◆ Set task: Could you recast every line of the data below as a JSON list of strings, one string per line, leaving out blank lines?

Object pointing data rows
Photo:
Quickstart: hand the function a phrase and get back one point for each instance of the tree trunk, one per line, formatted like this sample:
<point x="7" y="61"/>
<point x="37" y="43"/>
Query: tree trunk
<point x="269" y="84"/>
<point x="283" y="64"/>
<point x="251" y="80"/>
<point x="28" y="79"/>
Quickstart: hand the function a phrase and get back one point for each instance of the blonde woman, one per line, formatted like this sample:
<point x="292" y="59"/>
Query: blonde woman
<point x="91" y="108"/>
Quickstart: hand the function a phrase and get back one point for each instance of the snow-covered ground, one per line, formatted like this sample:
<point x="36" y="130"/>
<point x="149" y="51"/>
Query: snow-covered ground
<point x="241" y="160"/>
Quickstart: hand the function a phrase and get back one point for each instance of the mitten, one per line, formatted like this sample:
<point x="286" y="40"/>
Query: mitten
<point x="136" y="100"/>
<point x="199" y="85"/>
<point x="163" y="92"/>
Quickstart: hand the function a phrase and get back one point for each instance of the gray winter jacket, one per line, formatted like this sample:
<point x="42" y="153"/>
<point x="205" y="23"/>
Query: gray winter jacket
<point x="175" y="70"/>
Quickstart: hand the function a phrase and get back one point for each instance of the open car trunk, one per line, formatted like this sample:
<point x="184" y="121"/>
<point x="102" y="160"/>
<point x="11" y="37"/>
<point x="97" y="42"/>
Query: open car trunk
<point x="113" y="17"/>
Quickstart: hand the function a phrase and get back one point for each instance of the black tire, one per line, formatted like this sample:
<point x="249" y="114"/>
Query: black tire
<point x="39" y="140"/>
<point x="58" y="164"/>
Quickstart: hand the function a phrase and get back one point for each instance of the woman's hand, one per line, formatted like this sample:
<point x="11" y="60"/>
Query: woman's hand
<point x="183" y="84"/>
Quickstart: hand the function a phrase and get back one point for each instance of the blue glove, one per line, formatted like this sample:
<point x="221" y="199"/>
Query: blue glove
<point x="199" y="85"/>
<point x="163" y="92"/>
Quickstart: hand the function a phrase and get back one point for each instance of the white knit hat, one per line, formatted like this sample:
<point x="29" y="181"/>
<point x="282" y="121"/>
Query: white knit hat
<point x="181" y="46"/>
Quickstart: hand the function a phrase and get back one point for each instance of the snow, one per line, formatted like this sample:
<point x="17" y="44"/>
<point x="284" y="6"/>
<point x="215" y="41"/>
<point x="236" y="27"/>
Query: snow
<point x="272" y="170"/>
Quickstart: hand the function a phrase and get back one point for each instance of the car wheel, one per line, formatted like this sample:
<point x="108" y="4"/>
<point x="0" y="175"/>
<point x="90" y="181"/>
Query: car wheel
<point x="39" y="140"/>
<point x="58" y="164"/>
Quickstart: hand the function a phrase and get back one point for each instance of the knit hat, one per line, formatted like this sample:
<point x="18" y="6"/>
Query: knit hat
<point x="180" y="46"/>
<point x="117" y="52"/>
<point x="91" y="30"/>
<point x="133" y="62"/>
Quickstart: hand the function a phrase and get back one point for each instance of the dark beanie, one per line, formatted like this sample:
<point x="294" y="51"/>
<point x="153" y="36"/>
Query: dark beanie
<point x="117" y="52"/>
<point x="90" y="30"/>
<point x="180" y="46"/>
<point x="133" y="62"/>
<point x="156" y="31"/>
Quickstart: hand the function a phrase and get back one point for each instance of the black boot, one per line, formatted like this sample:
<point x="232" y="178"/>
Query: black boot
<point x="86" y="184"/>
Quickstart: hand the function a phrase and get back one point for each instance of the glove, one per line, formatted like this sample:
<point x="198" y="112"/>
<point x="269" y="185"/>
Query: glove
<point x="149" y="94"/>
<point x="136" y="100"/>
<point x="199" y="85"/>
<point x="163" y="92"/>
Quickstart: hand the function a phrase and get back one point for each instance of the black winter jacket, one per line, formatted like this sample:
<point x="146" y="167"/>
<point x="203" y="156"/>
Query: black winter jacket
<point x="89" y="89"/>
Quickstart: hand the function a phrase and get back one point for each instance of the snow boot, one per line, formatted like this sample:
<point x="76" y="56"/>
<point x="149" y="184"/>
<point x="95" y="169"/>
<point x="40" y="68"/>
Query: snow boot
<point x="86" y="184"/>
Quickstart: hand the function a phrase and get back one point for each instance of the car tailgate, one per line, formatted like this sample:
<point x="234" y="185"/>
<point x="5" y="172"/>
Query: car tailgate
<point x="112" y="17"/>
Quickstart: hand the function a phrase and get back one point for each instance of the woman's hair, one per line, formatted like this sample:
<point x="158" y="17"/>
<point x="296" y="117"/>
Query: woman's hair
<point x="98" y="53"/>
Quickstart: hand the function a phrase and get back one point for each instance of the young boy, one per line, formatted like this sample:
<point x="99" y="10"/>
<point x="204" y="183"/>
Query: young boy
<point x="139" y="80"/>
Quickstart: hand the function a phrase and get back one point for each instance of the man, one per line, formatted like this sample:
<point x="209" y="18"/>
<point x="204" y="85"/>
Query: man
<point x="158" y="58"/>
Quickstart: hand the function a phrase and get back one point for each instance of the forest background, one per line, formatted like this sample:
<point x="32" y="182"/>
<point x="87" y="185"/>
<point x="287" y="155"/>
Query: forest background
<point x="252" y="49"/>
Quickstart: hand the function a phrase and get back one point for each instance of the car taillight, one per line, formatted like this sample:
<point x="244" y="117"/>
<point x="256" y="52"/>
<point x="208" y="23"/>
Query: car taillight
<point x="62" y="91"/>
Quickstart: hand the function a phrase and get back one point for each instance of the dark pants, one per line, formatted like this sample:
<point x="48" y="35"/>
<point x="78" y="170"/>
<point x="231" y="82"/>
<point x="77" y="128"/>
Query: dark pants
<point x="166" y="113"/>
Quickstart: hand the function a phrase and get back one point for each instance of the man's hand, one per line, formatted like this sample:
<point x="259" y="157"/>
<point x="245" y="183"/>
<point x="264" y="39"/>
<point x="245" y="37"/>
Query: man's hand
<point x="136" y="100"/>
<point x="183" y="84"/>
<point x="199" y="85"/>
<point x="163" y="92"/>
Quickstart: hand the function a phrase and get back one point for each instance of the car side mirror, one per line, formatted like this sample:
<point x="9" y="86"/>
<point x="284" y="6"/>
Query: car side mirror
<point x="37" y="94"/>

◆ Problem solution:
[
  "Photo:",
  "Quickstart: hand the function a phrase and get back one point for each instance of the tree trunk, one per line, formatted like this sample:",
  "<point x=\"7\" y=\"61\"/>",
  "<point x=\"37\" y=\"43\"/>",
  "Query: tree trunk",
  "<point x=\"269\" y=\"84\"/>",
  "<point x=\"283\" y=\"64\"/>",
  "<point x=\"251\" y=\"80\"/>",
  "<point x=\"28\" y=\"79\"/>",
  "Quickstart: hand the function a phrase and get back one point for each instance of the blonde woman, one per line, formatted like this sample:",
  "<point x=\"292\" y=\"59\"/>",
  "Query: blonde woman",
  "<point x=\"91\" y=\"108\"/>",
  "Quickstart: hand the function a phrase and get back one point for each instance of the snow-covered ground, one per line, formatted like this sample:",
  "<point x=\"36\" y=\"130\"/>",
  "<point x=\"149\" y=\"51\"/>",
  "Query: snow-covered ground",
  "<point x=\"241\" y=\"160\"/>",
  "Quickstart: hand the function a phrase and get back one point for each instance of the mitten, one per line, formatted like this sample:",
  "<point x=\"286\" y=\"40\"/>",
  "Query: mitten",
  "<point x=\"136\" y=\"100\"/>",
  "<point x=\"199\" y=\"85\"/>",
  "<point x=\"163\" y=\"92\"/>",
  "Quickstart: hand the function a phrase and get back one point for each instance of the gray winter jacket, one per line, formatted like this sample:",
  "<point x=\"42\" y=\"153\"/>",
  "<point x=\"205\" y=\"23\"/>",
  "Query: gray winter jacket",
  "<point x=\"175\" y=\"70\"/>",
  "Quickstart: hand the function a phrase and get back one point for each instance of the open car trunk, one per line, formatted like this sample:",
  "<point x=\"184\" y=\"121\"/>",
  "<point x=\"102\" y=\"160\"/>",
  "<point x=\"11\" y=\"37\"/>",
  "<point x=\"97\" y=\"42\"/>",
  "Query: open car trunk",
  "<point x=\"113\" y=\"17\"/>",
  "Quickstart: hand the function a phrase and get back one point for each instance of the black tire, one per line, formatted like this sample:",
  "<point x=\"249\" y=\"114\"/>",
  "Query: black tire",
  "<point x=\"39\" y=\"140\"/>",
  "<point x=\"58\" y=\"164\"/>",
  "Quickstart: hand the function a phrase and get back one point for each instance of the woman's hand, one per line, formatted like this sample:",
  "<point x=\"11\" y=\"60\"/>",
  "Query: woman's hand",
  "<point x=\"183\" y=\"84\"/>",
  "Quickstart: hand the function a phrase and get back one point for each instance of the blue glove, one per line, formatted like this sample:",
  "<point x=\"221\" y=\"199\"/>",
  "Query: blue glove",
  "<point x=\"199\" y=\"85\"/>",
  "<point x=\"163\" y=\"92\"/>",
  "Quickstart: hand the function a phrase and get back one point for each instance of the white knit hat, one per line, formatted like this sample:",
  "<point x=\"29\" y=\"181\"/>",
  "<point x=\"282\" y=\"121\"/>",
  "Query: white knit hat",
  "<point x=\"181\" y=\"46\"/>",
  "Quickstart: hand the function a phrase and get back one point for each instance of the snow, one per line, formatted like this sample:",
  "<point x=\"17\" y=\"44\"/>",
  "<point x=\"284\" y=\"6\"/>",
  "<point x=\"215\" y=\"41\"/>",
  "<point x=\"236\" y=\"27\"/>",
  "Query: snow",
  "<point x=\"272\" y=\"170\"/>",
  "Quickstart: hand the function a phrase and get back one point for each instance of the car wheel, one per line, formatted like this sample:",
  "<point x=\"108\" y=\"4\"/>",
  "<point x=\"0\" y=\"175\"/>",
  "<point x=\"90\" y=\"181\"/>",
  "Query: car wheel",
  "<point x=\"39\" y=\"140\"/>",
  "<point x=\"58\" y=\"164\"/>",
  "Quickstart: hand the function a phrase and get back one point for each instance of the knit hat, one per line, formatted like this sample:",
  "<point x=\"18\" y=\"6\"/>",
  "Query: knit hat",
  "<point x=\"180\" y=\"46\"/>",
  "<point x=\"117\" y=\"52\"/>",
  "<point x=\"91\" y=\"30\"/>",
  "<point x=\"133\" y=\"62\"/>",
  "Quickstart: hand the function a phrase and get back one point for each instance of the dark beanie, one per line, formatted like this sample:",
  "<point x=\"294\" y=\"51\"/>",
  "<point x=\"153\" y=\"36\"/>",
  "Query: dark beanie",
  "<point x=\"117\" y=\"52\"/>",
  "<point x=\"90\" y=\"30\"/>",
  "<point x=\"180\" y=\"46\"/>",
  "<point x=\"133\" y=\"62\"/>",
  "<point x=\"156\" y=\"31\"/>",
  "Quickstart: hand the function a phrase and get back one point for each instance of the black boot, one per line, formatted like this sample:",
  "<point x=\"232\" y=\"178\"/>",
  "Query: black boot",
  "<point x=\"86\" y=\"184\"/>",
  "Quickstart: hand the function a phrase and get back one point for each instance of the glove, one per line, formatted like this sample:",
  "<point x=\"198\" y=\"112\"/>",
  "<point x=\"269\" y=\"185\"/>",
  "Query: glove",
  "<point x=\"149\" y=\"94\"/>",
  "<point x=\"136\" y=\"100\"/>",
  "<point x=\"199\" y=\"85\"/>",
  "<point x=\"163\" y=\"92\"/>",
  "Quickstart: hand the function a phrase and get back one point for each instance of the black winter jacket, one per line, formatted like this sample:",
  "<point x=\"146\" y=\"167\"/>",
  "<point x=\"203\" y=\"156\"/>",
  "Query: black winter jacket",
  "<point x=\"89\" y=\"89\"/>",
  "Quickstart: hand the function a phrase and get back one point for each instance of the snow boot, one per line, formatted like this sample:",
  "<point x=\"76\" y=\"56\"/>",
  "<point x=\"149\" y=\"184\"/>",
  "<point x=\"95\" y=\"169\"/>",
  "<point x=\"40\" y=\"68\"/>",
  "Query: snow boot",
  "<point x=\"86\" y=\"184\"/>",
  "Quickstart: hand the function a phrase and get back one point for each instance of the car tailgate, one per line, formatted like this sample:",
  "<point x=\"234\" y=\"185\"/>",
  "<point x=\"5\" y=\"172\"/>",
  "Query: car tailgate",
  "<point x=\"112\" y=\"17\"/>",
  "Quickstart: hand the function a phrase and get back one point for each instance of the woman's hair, one per line, formatted like this sample:",
  "<point x=\"158\" y=\"17\"/>",
  "<point x=\"296\" y=\"117\"/>",
  "Query: woman's hair",
  "<point x=\"98\" y=\"53\"/>",
  "Quickstart: hand the function a phrase and get back one point for each instance of the young boy, one per line, formatted like this sample:",
  "<point x=\"99\" y=\"10\"/>",
  "<point x=\"204\" y=\"183\"/>",
  "Query: young boy",
  "<point x=\"139\" y=\"80\"/>",
  "Quickstart: hand the function a phrase and get back one point for each instance of the man, one per line, formatted like this sample:",
  "<point x=\"209\" y=\"18\"/>",
  "<point x=\"204\" y=\"85\"/>",
  "Query: man",
  "<point x=\"158\" y=\"58\"/>",
  "Quickstart: hand the function a phrase and get back one point for each instance of the forest background, one per line, formatted like this sample:",
  "<point x=\"32\" y=\"182\"/>",
  "<point x=\"87\" y=\"185\"/>",
  "<point x=\"287\" y=\"155\"/>",
  "Query: forest background",
  "<point x=\"252\" y=\"49\"/>",
  "Quickstart: hand the function a phrase and get back one point for each instance of the car taillight, one per line, formatted like this sample:",
  "<point x=\"244\" y=\"117\"/>",
  "<point x=\"256\" y=\"52\"/>",
  "<point x=\"208\" y=\"23\"/>",
  "Query: car taillight",
  "<point x=\"62\" y=\"91\"/>",
  "Quickstart: hand the function a phrase and get back one point for each instance of the dark pants, one per line, formatted like this sample:",
  "<point x=\"48\" y=\"35\"/>",
  "<point x=\"78\" y=\"170\"/>",
  "<point x=\"231\" y=\"82\"/>",
  "<point x=\"77\" y=\"128\"/>",
  "Query: dark pants",
  "<point x=\"166\" y=\"113\"/>",
  "Quickstart: hand the function a phrase and get back one point for each instance of the man's hand, one per line, formatted like this sample:",
  "<point x=\"259\" y=\"157\"/>",
  "<point x=\"245\" y=\"183\"/>",
  "<point x=\"264\" y=\"39\"/>",
  "<point x=\"245\" y=\"37\"/>",
  "Query: man's hand",
  "<point x=\"136\" y=\"100\"/>",
  "<point x=\"183\" y=\"84\"/>",
  "<point x=\"199\" y=\"85\"/>",
  "<point x=\"163\" y=\"92\"/>",
  "Quickstart: hand the function a phrase and get back one point for each instance of the car side mirror, one per line, formatted like this sample:",
  "<point x=\"9\" y=\"86\"/>",
  "<point x=\"284\" y=\"6\"/>",
  "Query: car side mirror",
  "<point x=\"37\" y=\"94\"/>"
]